**Material for this exercise**
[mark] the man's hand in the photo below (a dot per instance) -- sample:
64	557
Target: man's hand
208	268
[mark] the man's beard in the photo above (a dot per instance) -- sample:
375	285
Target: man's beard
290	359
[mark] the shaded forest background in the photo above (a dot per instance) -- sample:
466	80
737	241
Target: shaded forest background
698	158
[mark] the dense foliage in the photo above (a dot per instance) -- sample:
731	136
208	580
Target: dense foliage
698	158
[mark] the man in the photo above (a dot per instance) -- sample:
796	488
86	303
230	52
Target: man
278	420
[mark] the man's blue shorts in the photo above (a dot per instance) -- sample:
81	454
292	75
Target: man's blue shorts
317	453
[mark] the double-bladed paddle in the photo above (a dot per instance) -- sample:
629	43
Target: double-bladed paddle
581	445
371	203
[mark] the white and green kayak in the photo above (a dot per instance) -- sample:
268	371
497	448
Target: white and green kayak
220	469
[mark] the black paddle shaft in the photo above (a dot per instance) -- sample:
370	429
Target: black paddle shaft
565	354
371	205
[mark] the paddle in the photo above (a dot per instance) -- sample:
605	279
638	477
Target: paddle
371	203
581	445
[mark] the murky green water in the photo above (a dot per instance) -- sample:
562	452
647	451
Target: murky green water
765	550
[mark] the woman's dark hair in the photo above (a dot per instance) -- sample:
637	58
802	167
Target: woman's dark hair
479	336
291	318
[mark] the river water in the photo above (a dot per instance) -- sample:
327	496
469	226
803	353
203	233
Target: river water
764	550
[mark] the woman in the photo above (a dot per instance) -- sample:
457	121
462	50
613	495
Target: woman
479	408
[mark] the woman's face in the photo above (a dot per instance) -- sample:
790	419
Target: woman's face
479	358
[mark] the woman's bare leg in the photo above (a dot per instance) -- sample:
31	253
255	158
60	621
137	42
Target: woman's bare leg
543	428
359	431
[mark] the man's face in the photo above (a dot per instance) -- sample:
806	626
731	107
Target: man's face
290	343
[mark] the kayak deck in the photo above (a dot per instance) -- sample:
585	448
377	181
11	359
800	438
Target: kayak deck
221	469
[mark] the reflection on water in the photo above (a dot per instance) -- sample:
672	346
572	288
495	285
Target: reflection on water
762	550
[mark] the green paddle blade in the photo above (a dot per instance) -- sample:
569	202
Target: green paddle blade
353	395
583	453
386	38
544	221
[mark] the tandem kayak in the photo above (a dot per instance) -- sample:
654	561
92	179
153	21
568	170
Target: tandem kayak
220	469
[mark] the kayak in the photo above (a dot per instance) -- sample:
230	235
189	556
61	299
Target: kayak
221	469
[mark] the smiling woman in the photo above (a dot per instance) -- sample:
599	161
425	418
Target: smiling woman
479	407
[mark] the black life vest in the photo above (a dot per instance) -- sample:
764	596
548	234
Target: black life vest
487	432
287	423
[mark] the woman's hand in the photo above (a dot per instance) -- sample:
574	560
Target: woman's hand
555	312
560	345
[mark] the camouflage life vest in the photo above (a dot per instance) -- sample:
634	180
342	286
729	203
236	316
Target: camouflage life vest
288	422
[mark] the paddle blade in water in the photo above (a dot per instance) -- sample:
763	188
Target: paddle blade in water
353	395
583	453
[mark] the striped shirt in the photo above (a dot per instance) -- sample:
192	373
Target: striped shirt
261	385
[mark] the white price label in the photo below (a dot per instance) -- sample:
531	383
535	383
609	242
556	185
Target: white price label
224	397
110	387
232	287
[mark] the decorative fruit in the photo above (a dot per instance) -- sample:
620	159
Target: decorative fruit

**What you are asked to do**
Write the records out again. Keep every line exactly as it is.

**Answer to this task**
[mark] the man's hand in the photo below (a dot per instance) -- sample:
64	557
Target: man's hand
208	268
[mark] the man's beard in the photo above (a dot per instance) -- sample:
375	285
Target: man's beard
290	359
[mark] the shaded forest background in the photo above (a dot per instance) -- sample:
466	80
737	241
Target: shaded forest background
698	158
[mark] the dense foliage in the photo above (a dot per instance) -- sample:
731	136
208	580
Target: dense foliage
698	158
[mark] the man in the photo above (a dot per instance) -- sample:
796	488
86	303
230	52
Target: man
278	420
[mark] the man's blue shorts in the photo above (a dot per instance) -- sample:
81	454
292	75
Target: man's blue shorts
317	453
[mark] the double-bladed paddle in the photo above (a dot per instance) -- sample:
629	43
Target: double-bladed paddle
581	445
371	203
[mark] the white and green kayak in the photo above (a dot per instance) -- sample:
268	371
497	448
Target: white and green kayak
220	469
[mark] the black paddle shaft in the photo above (a dot per instance) -- sample:
370	429
Target: black paddle shaft
565	354
371	205
[mark] the paddle in the photo above (a dot per instance) -- sample:
605	279
638	477
Target: paddle
371	203
581	445
[mark] the murky green water in the photo above (a dot per instance) -- sample:
562	452
647	451
Target: murky green water
765	550
[mark] the woman's dark hair in the photo above (a dot per instance) -- sample:
637	58
802	167
Target: woman's dark hair
479	336
291	318
[mark] the river water in the photo above (a dot per instance) -- sample:
327	496
469	226
803	353
203	233
Target: river water
764	550
[mark] the woman in the photo above (a dot per instance) -- sample:
457	121
462	50
613	495
Target: woman
479	408
[mark] the woman's face in the photo above (a dot per instance) -- sample:
790	419
Target: woman's face
479	358
[mark] the woman's bare leg in the photo above (a dot per instance) -- sample:
31	253
255	158
60	621
137	42
Target: woman's bare leg
543	428
359	431
[mark] the man's face in the photo above (a dot per instance) -- sample:
806	626
731	107
Target: man's face
290	343
[mark] the kayak deck in the photo above (a dot per instance) -- sample:
585	448
377	181
11	359
800	438
Target: kayak deck
221	469
[mark] the reflection on water in the photo above (a dot per instance) -- sample:
672	346
572	288
495	285
Target: reflection on water
762	550
[mark] the green paddle blade in the photo above (a dot per instance) -- sample:
569	202
Target: green paddle blade
353	395
583	453
386	38
544	221
[mark] the tandem kayak in the photo above (a dot per instance) -- sample:
654	561
92	179
153	21
568	170
Target: tandem kayak
220	469
[mark] the kayak in the photo above (a dot per instance) -- sample:
230	235
189	556
61	299
Target: kayak
221	469
[mark] the smiling woman in the photo above (a dot per instance) -- sample:
599	161
425	418
Target: smiling woman
479	407
[mark] the black life vest in the photo above (a dot per instance) -- sample:
764	596
548	234
Target: black life vest
487	432
287	423
[mark] the woman's hand in the photo above (a dot per instance) -- sample:
574	560
Target: woman's hand
555	312
560	345
[mark] the camouflage life vest in the photo above (a dot per instance) -- sample:
634	180
342	286
729	203
236	316
Target: camouflage life vest
288	422
[mark] the paddle blade in water in the photo above (a dot per instance) -- sample:
763	188
Target: paddle blade in water
353	395
583	453
[mark] the striped shirt in the photo above (a dot per instance) -- sample:
192	373
Target: striped shirt
261	385
[mark] the white price label in the photo below (a dot per instance) -- sample:
531	383
535	383
609	242
556	185
Target: white price label
224	397
110	387
232	287
[mark] the decorative fruit in the photo above (a dot per instance) -- sample:
620	159
Target: decorative fruit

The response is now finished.